═════ Materials provided ═════
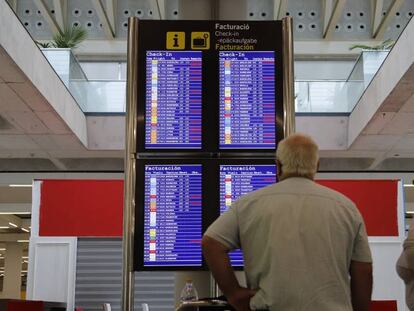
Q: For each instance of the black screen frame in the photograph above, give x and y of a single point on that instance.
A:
(151, 37)
(208, 199)
(210, 202)
(238, 161)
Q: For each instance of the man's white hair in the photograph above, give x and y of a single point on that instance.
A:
(298, 154)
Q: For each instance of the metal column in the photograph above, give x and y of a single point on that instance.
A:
(288, 78)
(127, 303)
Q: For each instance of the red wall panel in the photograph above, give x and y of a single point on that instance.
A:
(81, 208)
(375, 199)
(94, 207)
(386, 305)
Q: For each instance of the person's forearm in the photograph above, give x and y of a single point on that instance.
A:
(361, 286)
(219, 263)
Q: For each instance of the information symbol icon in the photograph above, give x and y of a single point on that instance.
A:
(175, 40)
(200, 40)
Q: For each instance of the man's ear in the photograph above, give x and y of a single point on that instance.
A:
(278, 168)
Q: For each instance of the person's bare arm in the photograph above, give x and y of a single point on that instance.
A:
(361, 285)
(216, 255)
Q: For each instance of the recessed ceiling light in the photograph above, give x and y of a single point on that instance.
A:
(20, 185)
(15, 213)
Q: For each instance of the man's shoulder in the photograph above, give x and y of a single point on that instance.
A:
(300, 187)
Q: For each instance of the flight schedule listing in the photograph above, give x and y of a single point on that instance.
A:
(247, 100)
(173, 100)
(238, 180)
(172, 215)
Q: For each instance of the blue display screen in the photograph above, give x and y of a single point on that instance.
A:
(173, 100)
(238, 180)
(247, 100)
(173, 215)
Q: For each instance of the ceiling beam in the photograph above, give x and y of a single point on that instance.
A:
(60, 7)
(333, 20)
(17, 208)
(111, 6)
(103, 17)
(13, 5)
(382, 28)
(276, 6)
(13, 237)
(42, 7)
(327, 9)
(6, 219)
(158, 7)
(115, 49)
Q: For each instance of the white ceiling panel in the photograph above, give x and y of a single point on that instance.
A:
(402, 123)
(53, 122)
(378, 122)
(31, 96)
(8, 71)
(9, 101)
(17, 142)
(409, 105)
(28, 121)
(57, 142)
(406, 143)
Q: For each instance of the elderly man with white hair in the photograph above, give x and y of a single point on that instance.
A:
(305, 246)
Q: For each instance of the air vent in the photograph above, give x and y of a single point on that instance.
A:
(93, 164)
(23, 165)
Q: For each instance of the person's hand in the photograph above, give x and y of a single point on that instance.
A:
(240, 299)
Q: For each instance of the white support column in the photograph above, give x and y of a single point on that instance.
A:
(103, 17)
(282, 9)
(42, 7)
(394, 7)
(111, 6)
(12, 280)
(328, 7)
(377, 6)
(60, 7)
(161, 8)
(336, 14)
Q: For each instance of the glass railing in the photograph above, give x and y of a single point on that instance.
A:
(99, 96)
(323, 96)
(92, 96)
(329, 96)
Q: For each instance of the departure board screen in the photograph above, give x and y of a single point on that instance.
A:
(173, 100)
(172, 215)
(247, 100)
(238, 180)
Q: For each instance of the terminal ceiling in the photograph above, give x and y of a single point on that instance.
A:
(32, 146)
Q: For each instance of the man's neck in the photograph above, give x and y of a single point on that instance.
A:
(286, 176)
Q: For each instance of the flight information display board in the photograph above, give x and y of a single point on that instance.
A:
(172, 215)
(173, 100)
(238, 180)
(247, 100)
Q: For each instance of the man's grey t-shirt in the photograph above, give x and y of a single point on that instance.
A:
(298, 239)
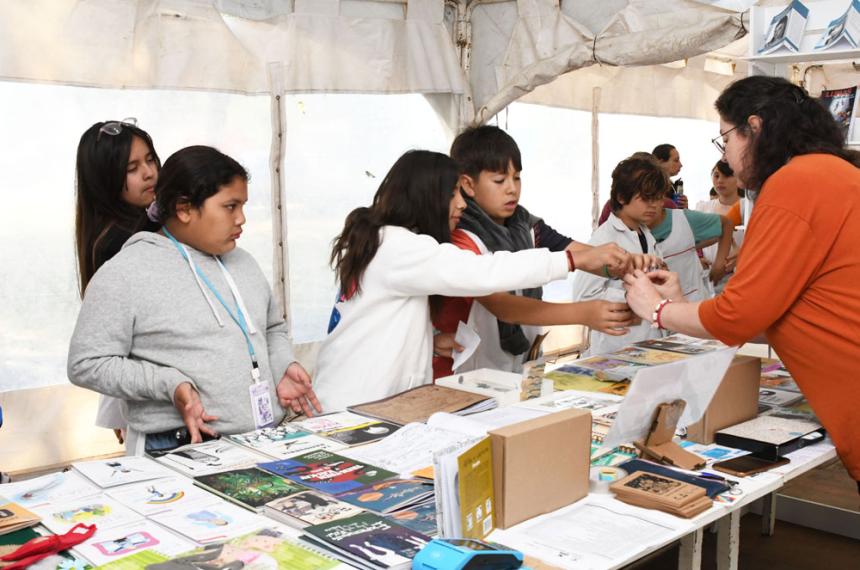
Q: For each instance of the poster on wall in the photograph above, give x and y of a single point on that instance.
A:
(786, 29)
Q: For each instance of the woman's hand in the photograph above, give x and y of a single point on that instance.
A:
(295, 391)
(445, 345)
(608, 318)
(610, 256)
═════
Work instructions: Restate the entries above word for word, keeping pictures out of the copy.

Exercise solution:
Q: For each instance of the black screen frame in the photograph above, give x and y of a single point on that instance.
A:
(151, 37)
(208, 199)
(210, 202)
(238, 161)
Q: For each instance of the man's white hair in the photograph above, give x and y of a single point on that instance.
A:
(298, 154)
Q: For each instance of the metal column in the photograph above, give x and y of a single point on that instance.
A:
(288, 78)
(127, 303)
Q: For each instance of the red wall panel in the photograph above, give x and y of a single point on that instance.
A:
(81, 208)
(375, 199)
(94, 207)
(386, 305)
Q: For each instance of the person's forearm in the photograph above, give x and y of a single point on that instance.
A:
(361, 286)
(219, 263)
Q: For each instance of the information symbol icon in the photograph above, give x and y of a single point on that instance.
A:
(175, 40)
(200, 40)
Q: For each instance of the man's ear in the photograph above, give x and y of a single point on that instance.
A:
(278, 168)
Q: For each instance of the person's bare arm in the photograph above, give x and y of a single point on that instance.
A:
(361, 285)
(216, 255)
Q: For each instance of the recessed ceiling light in the photograph above, give x and y of a single point on that instance.
A:
(20, 185)
(15, 213)
Q: For each instance of the man's shoulder in the photograph above, give x and y of a single point on that instance.
A:
(300, 187)
Q: For each instance of the flight schedule listing in the photograph above, give x and y of a single point on that instance.
A:
(247, 100)
(173, 100)
(238, 180)
(172, 215)
Q: For each instance of the blue display screen in the photograph above, give x and y of a single point on that instance.
A:
(173, 100)
(238, 180)
(247, 100)
(173, 215)
Q: For each instance of the ceiling beam in the photograph above, give x and y of a single point on that instance.
A:
(60, 7)
(333, 20)
(17, 208)
(111, 6)
(103, 17)
(13, 5)
(382, 28)
(276, 6)
(13, 237)
(42, 7)
(327, 9)
(6, 219)
(158, 7)
(115, 49)
Q: For each instance of the white ceiling panel in the photograph above, give x and y of a single point on that instance.
A:
(402, 123)
(53, 122)
(378, 122)
(31, 96)
(8, 71)
(9, 101)
(17, 142)
(409, 105)
(28, 121)
(57, 142)
(406, 143)
Q: For each instance of the elderly man with white hair in the photograph above, give x and y of a single point on that instance.
A:
(305, 246)
Q: For each instance of the air vent in the photograph above, give x and y of a single point on that instance.
A:
(93, 164)
(23, 165)
Q: For each instance of the person's hand in the photograph above, give x and y of a single point on that instance.
A:
(240, 299)
Q: For each instance of the white support column in the photograph above, give x and y of a single point on that instance.
A:
(103, 17)
(282, 9)
(42, 7)
(394, 7)
(111, 6)
(12, 280)
(328, 7)
(377, 6)
(60, 7)
(161, 8)
(336, 14)
Q: For each instance of the glass railing in the photograph above, give x and y of a single point on that instance.
A:
(99, 96)
(323, 96)
(92, 96)
(329, 96)
Q: For each instance of the departure board screen in the photograph above, give x and y of a single point on that instance.
A:
(173, 100)
(172, 215)
(247, 100)
(238, 180)
Q: For each instance of the terminal ceiling in the photograph above, give x and y of a single point on that instance.
A:
(32, 146)
Q: For each instance of the man's neck in the photograph above, give x and y of a single point on that instance.
A:
(286, 176)
Q: For each instance of the flight information display board in the photograph above, give x and y of a single point on that instance.
A:
(172, 215)
(173, 100)
(238, 180)
(247, 100)
Q: For each instance of the man's grey t-shirt in the photograph above, give x and y of a single point on that instance.
A:
(298, 239)
Q: For each instance of the poster on wall in the photograph above, give x and y of a single point on that instance.
A:
(786, 29)
Q: For each instance of the woman's hand in the photograph above, give x and y of a single point on that instance.
A:
(295, 391)
(445, 345)
(608, 318)
(610, 256)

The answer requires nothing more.